YOUR TASK: Arrange the rows below as a two-column CSV with the headers "query" and "result". Give one line per row, with the row's text under "query" and its answer under "result", each in a single quoted field and with line breaks replaced by spaces.

Point labeling rows:
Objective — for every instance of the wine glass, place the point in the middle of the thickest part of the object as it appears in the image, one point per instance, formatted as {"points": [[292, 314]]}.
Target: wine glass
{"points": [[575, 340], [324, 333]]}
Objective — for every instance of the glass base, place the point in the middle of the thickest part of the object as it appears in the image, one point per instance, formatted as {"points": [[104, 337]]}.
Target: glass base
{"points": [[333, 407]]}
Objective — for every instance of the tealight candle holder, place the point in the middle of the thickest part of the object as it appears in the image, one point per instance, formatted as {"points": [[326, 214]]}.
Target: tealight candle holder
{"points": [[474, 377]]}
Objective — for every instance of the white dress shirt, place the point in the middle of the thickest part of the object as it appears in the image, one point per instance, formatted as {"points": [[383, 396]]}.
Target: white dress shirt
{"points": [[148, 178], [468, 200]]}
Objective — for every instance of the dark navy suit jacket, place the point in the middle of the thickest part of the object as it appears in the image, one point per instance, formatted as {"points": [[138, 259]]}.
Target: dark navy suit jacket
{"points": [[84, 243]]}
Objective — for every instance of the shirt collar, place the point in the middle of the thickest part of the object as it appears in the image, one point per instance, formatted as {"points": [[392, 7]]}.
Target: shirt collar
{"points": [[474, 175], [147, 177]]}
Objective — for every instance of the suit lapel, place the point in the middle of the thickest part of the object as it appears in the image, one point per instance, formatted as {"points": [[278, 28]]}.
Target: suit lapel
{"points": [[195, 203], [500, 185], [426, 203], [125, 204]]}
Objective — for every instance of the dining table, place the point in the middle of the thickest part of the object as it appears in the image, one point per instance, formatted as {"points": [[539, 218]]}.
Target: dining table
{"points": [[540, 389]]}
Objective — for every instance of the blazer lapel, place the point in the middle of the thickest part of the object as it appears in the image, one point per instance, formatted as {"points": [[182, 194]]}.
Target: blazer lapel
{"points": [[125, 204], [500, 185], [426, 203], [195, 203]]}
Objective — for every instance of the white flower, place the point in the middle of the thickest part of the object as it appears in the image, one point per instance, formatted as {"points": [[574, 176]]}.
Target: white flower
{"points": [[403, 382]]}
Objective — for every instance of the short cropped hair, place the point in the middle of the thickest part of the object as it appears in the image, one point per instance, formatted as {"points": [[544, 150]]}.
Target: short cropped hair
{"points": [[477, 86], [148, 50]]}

SOLUTION BELOW:
query,result
"Objective — for every instance of the wine glass, place the point in the middle of the thickest part of the object as it appears in the image, one point per instance, formatted as {""points"": [[292, 314]]}. Target: wine glass","{""points"": [[575, 340], [324, 333]]}"
"Objective — for every instance of the glass base, place the point in the middle of the thickest part of the object as it appears in the image, one point per instance, formatted as {""points"": [[104, 337]]}. Target: glass base","{""points"": [[333, 407]]}"
"Objective — for every instance of the tealight candle holder, place the point in the middle of the thickest part of the object as it appears in the image, one point per instance, formatted as {""points"": [[326, 214]]}. Target: tealight candle holder","{""points"": [[474, 377]]}"
"Objective — for every instance of the white dress shirt, place the point in the middle of the thickest part of the object as it appears in the image, one point per instance, formatted as {""points"": [[383, 396]]}. Target: white dress shirt","{""points"": [[148, 178], [468, 200]]}"
"Objective — for every instance of the dark navy suit jacket, place the point in the middle of the thickest part of the object as it appears in the image, one point per instance, formatted as {""points"": [[138, 259]]}. Target: dark navy suit jacket","{""points"": [[84, 243]]}"
"Objective — for every instance of the shirt collar, place the point in the middle of the thickest part of the object as it appears in the image, one point per instance, formatted as {""points"": [[392, 7]]}. Target: shirt collar","{""points"": [[474, 175], [147, 177]]}"
"Objective — for every instance of the suit lapel, place the point in the middle of the thickest part of the object as it appears in the image, one point per instance, formatted as {""points"": [[278, 28]]}. Target: suit lapel","{""points"": [[195, 203], [500, 185], [426, 203], [125, 204]]}"
"Objective — for every instance of the dining table, place the point in the middle of the thickest part of the object as it appears in the image, one point per instance, formatted as {""points"": [[539, 218]]}. Target: dining table","{""points"": [[540, 389]]}"
"Objective — for every instance of the blazer lapel, place the point in the middle of the thickest part of the object as it appears in the image, one point per instance, formatted as {""points"": [[182, 194]]}. Target: blazer lapel","{""points"": [[125, 204], [500, 185], [426, 203], [195, 203]]}"
"Objective — for every instance of the white flower, place the point in the middle of the thickest part of the object as it appears in the image, one point per instance, formatted as {""points"": [[574, 176]]}. Target: white flower","{""points"": [[403, 382]]}"
"Objective — for every instance of the short cropped hair, place the point in the middle of the thickest part of the object as it appears in the image, one point per instance, formatted as {""points"": [[544, 150]]}. Target: short cropped hair","{""points"": [[477, 86], [148, 50]]}"